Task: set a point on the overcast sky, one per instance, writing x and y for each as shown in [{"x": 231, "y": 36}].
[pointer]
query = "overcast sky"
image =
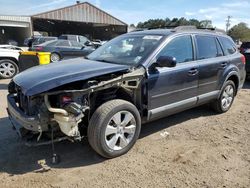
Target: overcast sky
[{"x": 133, "y": 11}]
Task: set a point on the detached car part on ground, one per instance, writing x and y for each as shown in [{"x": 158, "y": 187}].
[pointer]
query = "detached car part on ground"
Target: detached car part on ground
[
  {"x": 133, "y": 79},
  {"x": 9, "y": 61}
]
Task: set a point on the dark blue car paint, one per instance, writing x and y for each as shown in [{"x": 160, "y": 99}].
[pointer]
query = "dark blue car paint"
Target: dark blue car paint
[
  {"x": 43, "y": 78},
  {"x": 169, "y": 90}
]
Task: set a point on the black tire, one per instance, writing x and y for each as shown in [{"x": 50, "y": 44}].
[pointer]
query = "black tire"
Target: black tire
[
  {"x": 53, "y": 56},
  {"x": 8, "y": 73},
  {"x": 99, "y": 122},
  {"x": 217, "y": 104}
]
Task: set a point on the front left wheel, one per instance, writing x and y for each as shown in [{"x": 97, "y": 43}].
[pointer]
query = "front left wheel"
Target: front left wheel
[
  {"x": 114, "y": 128},
  {"x": 225, "y": 101}
]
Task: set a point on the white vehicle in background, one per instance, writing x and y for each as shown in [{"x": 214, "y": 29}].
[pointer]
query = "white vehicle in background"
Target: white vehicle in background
[{"x": 9, "y": 61}]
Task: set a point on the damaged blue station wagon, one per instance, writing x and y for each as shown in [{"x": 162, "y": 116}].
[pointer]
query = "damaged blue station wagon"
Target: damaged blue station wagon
[{"x": 134, "y": 78}]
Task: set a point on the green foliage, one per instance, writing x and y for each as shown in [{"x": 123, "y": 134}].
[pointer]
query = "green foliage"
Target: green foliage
[
  {"x": 240, "y": 32},
  {"x": 175, "y": 22}
]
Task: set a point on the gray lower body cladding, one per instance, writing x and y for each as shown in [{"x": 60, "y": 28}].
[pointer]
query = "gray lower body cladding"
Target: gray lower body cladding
[{"x": 19, "y": 119}]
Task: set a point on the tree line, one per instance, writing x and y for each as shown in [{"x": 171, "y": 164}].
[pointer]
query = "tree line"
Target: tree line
[
  {"x": 175, "y": 22},
  {"x": 238, "y": 32}
]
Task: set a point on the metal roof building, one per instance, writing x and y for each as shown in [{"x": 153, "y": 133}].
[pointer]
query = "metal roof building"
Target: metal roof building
[{"x": 81, "y": 18}]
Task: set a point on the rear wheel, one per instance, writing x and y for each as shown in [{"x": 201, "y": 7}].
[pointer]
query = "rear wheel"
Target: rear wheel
[
  {"x": 114, "y": 128},
  {"x": 225, "y": 101},
  {"x": 8, "y": 68},
  {"x": 55, "y": 57}
]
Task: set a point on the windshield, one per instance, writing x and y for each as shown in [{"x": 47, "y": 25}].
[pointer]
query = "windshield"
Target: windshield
[{"x": 127, "y": 50}]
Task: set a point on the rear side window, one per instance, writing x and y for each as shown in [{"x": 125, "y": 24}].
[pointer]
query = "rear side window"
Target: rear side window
[
  {"x": 206, "y": 47},
  {"x": 51, "y": 43},
  {"x": 76, "y": 44},
  {"x": 180, "y": 47},
  {"x": 63, "y": 43},
  {"x": 227, "y": 45}
]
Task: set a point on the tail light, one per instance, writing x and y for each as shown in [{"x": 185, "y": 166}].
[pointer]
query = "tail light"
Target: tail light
[
  {"x": 39, "y": 48},
  {"x": 243, "y": 59}
]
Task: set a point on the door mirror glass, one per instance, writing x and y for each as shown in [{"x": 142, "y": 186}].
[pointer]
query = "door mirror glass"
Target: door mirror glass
[{"x": 166, "y": 61}]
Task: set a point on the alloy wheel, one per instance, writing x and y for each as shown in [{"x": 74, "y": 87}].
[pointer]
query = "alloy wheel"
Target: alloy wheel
[
  {"x": 120, "y": 130},
  {"x": 227, "y": 97}
]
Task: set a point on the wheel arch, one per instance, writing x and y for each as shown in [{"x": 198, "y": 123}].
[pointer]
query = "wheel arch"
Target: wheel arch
[{"x": 233, "y": 76}]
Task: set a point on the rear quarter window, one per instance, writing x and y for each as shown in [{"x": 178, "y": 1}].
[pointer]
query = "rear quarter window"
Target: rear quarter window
[
  {"x": 206, "y": 47},
  {"x": 228, "y": 45}
]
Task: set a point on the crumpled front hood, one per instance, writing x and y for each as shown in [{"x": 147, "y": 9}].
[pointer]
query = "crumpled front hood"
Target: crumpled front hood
[{"x": 46, "y": 77}]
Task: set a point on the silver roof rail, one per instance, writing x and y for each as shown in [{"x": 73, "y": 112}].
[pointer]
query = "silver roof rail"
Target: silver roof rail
[{"x": 194, "y": 28}]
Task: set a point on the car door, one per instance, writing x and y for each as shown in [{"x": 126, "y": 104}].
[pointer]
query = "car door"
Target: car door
[
  {"x": 173, "y": 89},
  {"x": 212, "y": 63}
]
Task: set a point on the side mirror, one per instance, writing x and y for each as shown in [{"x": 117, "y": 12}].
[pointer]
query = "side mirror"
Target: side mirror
[
  {"x": 166, "y": 61},
  {"x": 88, "y": 43}
]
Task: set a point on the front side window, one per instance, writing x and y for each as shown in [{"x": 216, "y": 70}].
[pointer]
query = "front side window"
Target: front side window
[
  {"x": 206, "y": 47},
  {"x": 180, "y": 47},
  {"x": 228, "y": 45},
  {"x": 76, "y": 44},
  {"x": 127, "y": 50},
  {"x": 83, "y": 39}
]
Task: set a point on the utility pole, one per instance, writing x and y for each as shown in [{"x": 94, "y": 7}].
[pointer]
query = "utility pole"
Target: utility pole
[{"x": 228, "y": 23}]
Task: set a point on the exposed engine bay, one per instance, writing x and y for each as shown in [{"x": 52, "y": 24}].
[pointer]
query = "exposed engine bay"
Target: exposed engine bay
[{"x": 67, "y": 109}]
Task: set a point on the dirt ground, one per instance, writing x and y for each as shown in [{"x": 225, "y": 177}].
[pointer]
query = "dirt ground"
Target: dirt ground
[{"x": 202, "y": 149}]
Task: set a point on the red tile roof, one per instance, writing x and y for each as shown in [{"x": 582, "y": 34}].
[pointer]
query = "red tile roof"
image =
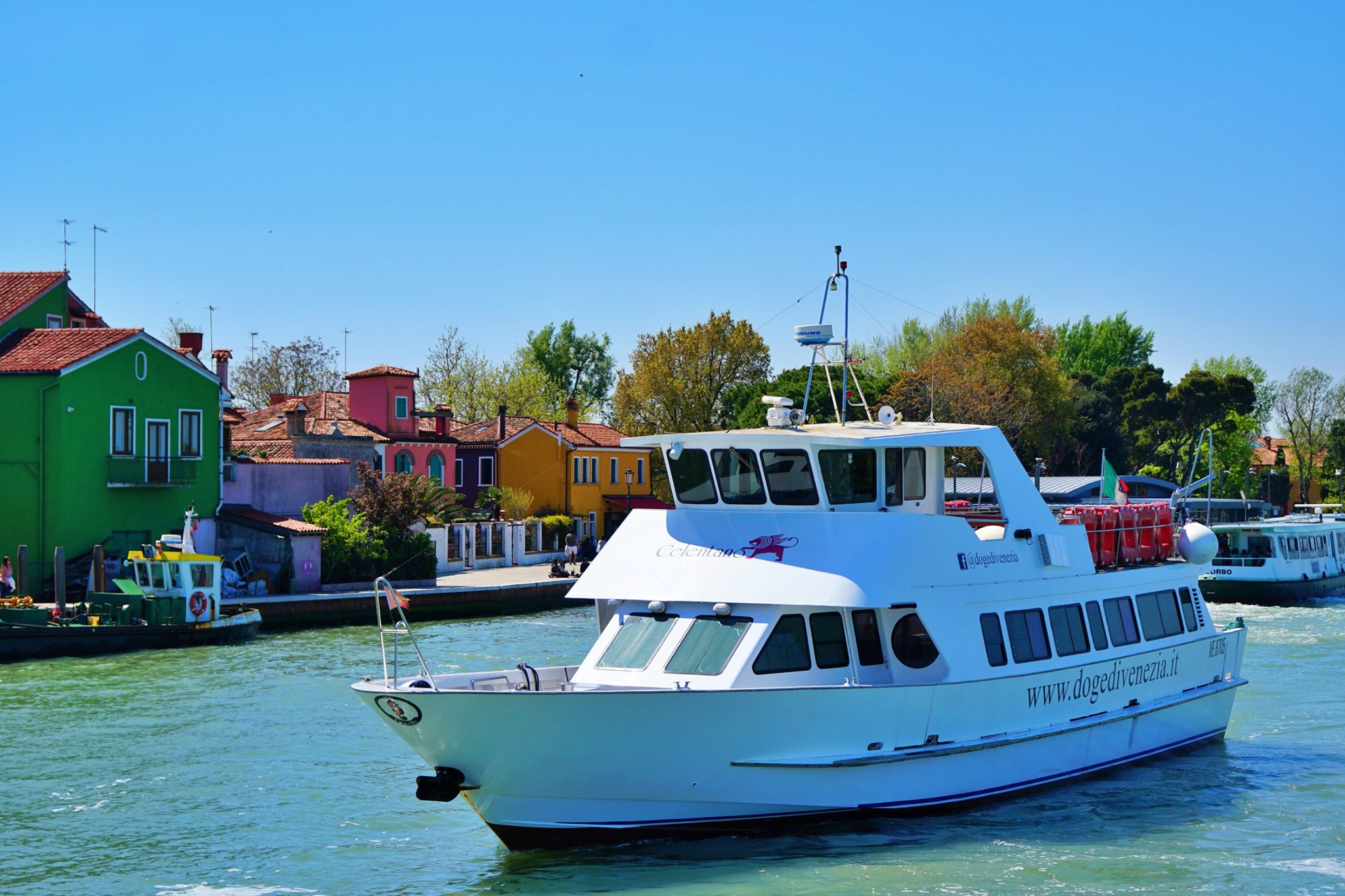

::::::::::

What you have to do: Locate every line in the listing above that contains the word "tail", and copy each such line.

Problem solution:
Task: set a point on the tail light, one per instance, writing x and y for each as shown in [{"x": 185, "y": 166}].
query = "tail light"
Target: tail light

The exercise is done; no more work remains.